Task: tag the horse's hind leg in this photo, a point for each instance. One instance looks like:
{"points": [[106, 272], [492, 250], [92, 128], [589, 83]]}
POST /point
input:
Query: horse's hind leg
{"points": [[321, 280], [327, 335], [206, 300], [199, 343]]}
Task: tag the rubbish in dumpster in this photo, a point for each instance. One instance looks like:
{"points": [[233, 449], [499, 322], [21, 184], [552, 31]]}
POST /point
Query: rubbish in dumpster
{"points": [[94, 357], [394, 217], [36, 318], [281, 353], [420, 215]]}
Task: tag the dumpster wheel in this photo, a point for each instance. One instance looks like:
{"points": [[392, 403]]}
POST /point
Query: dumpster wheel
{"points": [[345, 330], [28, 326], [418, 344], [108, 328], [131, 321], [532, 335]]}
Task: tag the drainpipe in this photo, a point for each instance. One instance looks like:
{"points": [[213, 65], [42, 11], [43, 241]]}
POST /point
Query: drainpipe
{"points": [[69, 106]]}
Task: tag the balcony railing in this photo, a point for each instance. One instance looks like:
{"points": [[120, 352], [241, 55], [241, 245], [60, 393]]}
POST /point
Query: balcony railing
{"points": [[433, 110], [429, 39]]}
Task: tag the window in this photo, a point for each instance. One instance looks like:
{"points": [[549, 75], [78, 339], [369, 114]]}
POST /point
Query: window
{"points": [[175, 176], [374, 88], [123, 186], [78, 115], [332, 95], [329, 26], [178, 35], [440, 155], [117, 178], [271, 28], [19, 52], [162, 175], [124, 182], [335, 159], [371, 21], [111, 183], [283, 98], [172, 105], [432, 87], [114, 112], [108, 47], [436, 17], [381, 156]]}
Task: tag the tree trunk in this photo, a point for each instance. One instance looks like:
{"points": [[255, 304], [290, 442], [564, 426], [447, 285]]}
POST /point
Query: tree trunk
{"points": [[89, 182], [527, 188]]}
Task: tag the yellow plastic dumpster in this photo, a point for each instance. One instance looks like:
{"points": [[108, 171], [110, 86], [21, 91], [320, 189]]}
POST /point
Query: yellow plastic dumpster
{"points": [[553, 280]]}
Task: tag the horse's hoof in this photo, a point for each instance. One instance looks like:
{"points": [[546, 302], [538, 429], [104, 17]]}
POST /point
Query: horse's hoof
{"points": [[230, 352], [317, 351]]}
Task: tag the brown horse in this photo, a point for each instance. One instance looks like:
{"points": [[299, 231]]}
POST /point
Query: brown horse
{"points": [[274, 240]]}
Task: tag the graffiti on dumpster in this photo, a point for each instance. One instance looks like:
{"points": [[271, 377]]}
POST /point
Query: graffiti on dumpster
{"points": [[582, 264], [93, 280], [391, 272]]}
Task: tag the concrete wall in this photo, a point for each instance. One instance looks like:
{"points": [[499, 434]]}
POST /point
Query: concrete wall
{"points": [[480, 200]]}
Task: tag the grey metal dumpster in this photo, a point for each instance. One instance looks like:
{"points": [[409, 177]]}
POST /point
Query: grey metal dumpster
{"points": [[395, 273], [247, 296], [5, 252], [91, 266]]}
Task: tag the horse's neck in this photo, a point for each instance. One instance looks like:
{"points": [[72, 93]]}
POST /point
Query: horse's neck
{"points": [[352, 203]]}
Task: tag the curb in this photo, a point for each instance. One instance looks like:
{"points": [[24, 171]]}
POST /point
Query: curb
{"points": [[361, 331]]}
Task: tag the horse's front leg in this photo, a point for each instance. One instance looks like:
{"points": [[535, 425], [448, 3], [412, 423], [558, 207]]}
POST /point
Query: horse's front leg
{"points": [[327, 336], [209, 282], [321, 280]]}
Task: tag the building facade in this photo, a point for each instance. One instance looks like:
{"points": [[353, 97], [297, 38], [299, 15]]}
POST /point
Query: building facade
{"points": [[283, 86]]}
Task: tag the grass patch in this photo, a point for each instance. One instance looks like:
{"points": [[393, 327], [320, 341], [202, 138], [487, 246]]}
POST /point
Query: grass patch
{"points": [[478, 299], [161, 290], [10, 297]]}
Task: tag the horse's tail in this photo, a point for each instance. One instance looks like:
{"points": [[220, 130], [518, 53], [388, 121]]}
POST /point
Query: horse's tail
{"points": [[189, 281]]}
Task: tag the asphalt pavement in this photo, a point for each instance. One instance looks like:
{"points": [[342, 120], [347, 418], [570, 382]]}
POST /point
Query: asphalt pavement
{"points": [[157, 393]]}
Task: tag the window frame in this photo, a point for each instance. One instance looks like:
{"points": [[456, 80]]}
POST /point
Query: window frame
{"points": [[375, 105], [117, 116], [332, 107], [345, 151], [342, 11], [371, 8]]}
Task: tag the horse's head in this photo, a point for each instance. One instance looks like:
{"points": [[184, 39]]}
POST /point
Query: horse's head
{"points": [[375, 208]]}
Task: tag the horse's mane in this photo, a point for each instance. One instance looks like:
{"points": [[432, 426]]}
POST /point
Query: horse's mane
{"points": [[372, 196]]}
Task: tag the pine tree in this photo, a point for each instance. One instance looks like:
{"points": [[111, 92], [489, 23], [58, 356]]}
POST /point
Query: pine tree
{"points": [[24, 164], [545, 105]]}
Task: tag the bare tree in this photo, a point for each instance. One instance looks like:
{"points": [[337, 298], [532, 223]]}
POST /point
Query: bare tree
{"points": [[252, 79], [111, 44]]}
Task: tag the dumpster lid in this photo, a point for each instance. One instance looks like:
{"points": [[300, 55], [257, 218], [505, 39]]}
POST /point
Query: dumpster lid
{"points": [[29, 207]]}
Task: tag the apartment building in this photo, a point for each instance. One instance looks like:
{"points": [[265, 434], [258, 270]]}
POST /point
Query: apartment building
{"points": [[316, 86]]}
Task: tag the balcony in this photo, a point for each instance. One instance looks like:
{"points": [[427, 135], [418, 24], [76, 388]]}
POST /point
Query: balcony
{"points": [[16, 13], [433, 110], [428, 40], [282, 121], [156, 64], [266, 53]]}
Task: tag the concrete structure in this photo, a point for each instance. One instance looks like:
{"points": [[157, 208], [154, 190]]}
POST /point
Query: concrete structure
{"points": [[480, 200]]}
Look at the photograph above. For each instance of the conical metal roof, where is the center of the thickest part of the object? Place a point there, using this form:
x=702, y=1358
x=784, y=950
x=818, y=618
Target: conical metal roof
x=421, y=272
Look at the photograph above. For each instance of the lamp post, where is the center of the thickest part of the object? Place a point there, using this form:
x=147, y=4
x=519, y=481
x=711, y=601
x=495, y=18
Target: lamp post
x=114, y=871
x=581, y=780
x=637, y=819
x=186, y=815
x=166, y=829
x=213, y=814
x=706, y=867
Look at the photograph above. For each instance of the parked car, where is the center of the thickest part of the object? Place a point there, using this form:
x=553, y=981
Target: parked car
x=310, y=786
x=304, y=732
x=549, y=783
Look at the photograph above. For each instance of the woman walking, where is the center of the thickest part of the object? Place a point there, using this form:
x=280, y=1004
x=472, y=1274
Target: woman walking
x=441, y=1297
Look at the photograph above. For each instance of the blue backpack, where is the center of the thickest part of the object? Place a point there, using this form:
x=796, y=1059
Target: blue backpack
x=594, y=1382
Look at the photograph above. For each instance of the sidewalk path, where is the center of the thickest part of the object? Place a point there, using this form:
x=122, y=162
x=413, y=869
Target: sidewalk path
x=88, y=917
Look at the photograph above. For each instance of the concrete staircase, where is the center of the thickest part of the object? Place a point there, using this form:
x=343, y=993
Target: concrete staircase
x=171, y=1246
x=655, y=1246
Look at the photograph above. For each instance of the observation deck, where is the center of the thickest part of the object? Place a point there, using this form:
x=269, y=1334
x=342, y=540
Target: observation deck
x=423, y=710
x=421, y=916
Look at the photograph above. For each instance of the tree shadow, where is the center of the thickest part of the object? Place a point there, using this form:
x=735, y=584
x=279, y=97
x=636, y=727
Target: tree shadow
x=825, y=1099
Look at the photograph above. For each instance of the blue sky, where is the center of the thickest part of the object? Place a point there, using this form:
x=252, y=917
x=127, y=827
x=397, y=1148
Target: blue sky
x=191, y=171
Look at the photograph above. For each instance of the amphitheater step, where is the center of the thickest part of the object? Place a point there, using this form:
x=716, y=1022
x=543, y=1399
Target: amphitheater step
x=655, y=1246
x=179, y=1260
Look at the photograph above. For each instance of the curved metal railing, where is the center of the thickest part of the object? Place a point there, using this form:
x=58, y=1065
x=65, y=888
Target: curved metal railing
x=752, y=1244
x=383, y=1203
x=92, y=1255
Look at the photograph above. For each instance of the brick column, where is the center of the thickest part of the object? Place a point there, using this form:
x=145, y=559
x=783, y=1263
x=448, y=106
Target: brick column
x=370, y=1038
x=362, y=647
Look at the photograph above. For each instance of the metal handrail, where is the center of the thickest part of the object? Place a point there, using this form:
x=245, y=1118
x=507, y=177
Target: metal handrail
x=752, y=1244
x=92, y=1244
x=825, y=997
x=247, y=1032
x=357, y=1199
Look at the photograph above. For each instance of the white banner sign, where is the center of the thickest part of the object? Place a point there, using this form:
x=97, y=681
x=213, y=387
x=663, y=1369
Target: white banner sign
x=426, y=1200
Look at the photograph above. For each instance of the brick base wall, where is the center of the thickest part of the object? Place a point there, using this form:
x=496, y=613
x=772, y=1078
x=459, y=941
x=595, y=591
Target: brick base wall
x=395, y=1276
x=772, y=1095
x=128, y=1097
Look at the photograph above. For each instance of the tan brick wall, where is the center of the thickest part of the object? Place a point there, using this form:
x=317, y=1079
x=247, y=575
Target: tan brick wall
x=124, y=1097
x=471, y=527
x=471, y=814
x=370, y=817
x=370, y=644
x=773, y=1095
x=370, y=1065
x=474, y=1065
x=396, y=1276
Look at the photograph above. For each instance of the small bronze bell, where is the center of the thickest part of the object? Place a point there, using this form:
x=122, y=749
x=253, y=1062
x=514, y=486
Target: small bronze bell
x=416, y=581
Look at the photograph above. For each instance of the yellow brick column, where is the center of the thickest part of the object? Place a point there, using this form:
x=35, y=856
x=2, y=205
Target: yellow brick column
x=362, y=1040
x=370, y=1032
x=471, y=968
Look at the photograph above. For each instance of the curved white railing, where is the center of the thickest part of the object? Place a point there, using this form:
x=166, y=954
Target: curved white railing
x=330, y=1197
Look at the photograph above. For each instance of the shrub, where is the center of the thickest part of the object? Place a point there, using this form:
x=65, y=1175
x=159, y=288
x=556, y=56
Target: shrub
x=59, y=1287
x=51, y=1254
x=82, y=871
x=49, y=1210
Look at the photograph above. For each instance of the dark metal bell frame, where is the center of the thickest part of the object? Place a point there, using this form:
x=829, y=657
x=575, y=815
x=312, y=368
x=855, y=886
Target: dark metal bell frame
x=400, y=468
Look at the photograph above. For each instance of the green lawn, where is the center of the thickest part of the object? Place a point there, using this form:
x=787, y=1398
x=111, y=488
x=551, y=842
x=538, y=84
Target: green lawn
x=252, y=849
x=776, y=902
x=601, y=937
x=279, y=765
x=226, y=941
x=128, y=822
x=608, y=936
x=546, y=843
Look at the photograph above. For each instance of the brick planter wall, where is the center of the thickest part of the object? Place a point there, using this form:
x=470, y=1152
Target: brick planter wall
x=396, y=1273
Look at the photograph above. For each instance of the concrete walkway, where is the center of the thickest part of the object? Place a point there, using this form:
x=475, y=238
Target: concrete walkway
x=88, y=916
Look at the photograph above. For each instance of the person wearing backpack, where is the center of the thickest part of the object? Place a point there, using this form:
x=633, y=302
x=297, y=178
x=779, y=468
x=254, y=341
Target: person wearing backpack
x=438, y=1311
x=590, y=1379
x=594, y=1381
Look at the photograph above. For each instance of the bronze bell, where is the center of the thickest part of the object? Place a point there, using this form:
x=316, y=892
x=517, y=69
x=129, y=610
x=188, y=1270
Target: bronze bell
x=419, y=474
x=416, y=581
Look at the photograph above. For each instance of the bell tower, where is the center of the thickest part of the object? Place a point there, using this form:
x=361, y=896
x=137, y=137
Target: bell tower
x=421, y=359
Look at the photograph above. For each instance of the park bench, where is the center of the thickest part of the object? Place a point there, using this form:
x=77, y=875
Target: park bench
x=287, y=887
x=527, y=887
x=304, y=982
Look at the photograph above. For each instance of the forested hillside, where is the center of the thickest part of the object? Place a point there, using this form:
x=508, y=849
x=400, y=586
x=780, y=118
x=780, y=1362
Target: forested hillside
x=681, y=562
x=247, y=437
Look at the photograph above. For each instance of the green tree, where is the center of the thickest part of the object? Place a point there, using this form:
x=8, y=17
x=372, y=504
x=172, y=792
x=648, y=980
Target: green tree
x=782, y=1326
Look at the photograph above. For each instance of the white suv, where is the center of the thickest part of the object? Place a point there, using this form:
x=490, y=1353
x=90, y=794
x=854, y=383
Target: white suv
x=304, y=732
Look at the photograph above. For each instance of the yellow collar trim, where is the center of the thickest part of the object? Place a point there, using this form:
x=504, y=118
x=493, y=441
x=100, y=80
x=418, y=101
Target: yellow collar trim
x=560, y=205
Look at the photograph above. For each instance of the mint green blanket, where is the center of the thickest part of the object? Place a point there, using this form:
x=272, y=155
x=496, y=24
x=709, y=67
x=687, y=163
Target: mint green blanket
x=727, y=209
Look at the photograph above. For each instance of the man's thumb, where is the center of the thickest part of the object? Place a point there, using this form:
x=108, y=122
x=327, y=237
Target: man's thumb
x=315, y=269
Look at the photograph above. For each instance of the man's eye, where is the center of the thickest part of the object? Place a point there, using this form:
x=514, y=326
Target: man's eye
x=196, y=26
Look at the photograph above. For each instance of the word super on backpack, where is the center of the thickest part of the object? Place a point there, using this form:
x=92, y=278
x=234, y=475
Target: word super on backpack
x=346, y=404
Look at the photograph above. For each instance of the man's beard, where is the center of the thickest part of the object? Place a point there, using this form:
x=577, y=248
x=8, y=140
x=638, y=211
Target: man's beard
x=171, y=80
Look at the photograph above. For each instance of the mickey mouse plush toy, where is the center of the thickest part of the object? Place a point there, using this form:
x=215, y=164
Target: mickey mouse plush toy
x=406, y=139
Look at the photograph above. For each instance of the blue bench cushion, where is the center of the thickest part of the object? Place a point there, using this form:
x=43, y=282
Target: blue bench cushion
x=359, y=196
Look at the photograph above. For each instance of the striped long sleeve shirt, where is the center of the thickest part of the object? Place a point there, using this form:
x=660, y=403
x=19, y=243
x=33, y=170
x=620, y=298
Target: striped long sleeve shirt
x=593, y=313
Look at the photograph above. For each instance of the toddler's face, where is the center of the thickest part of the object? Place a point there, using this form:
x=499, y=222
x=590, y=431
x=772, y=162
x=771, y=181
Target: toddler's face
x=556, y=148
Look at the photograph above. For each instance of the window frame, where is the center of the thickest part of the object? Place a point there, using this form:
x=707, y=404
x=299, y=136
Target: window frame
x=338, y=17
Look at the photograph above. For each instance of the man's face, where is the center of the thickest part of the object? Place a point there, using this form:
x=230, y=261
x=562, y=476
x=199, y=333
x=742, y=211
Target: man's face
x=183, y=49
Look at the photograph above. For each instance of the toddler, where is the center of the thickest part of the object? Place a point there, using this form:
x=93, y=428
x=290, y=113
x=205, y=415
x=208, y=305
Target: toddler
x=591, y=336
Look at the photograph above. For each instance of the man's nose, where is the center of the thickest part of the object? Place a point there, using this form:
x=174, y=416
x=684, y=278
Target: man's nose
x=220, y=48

- - - - -

Task directions | Exactly repeat the lines from the line that contains "Look at the photograph above. For each instance of the striped" to the end of the entries, both included, and leave out all other lines.

Expected answer |
Look at the photograph above. For each instance of the striped long sleeve shirt, where is the center of the thickest part of the object? Place a point there, using this form:
x=660, y=403
x=19, y=243
x=33, y=170
x=620, y=298
Target: striped long sleeve shirt
x=593, y=313
Look at the photograph above. For each instance of the toddler's face, where is the center of the thickest part of the object? Place a point there, using this form:
x=499, y=222
x=590, y=431
x=772, y=162
x=771, y=181
Target: toddler's face
x=556, y=148
Look at the photograph above. For each instance of the window frame, where is the center of the thickest part of the object? Place a point there, using this form:
x=707, y=404
x=299, y=136
Target: window frame
x=338, y=17
Look at the photograph above. For each instance of the man's face, where is the center of the thickest part of the object? Place a point there, using this form:
x=230, y=261
x=562, y=476
x=199, y=333
x=742, y=211
Target: man's face
x=183, y=49
Look at the photograph above. For each instance of the toddler, where is the center of the thickest part of the object? Place a point there, using this form:
x=93, y=428
x=290, y=113
x=205, y=415
x=208, y=305
Target: toddler
x=591, y=336
Look at the photograph above. For each instance of the man's nose, where is the center of the thickest part of the object? Place a point there, using this form:
x=174, y=416
x=684, y=278
Target: man's nose
x=220, y=48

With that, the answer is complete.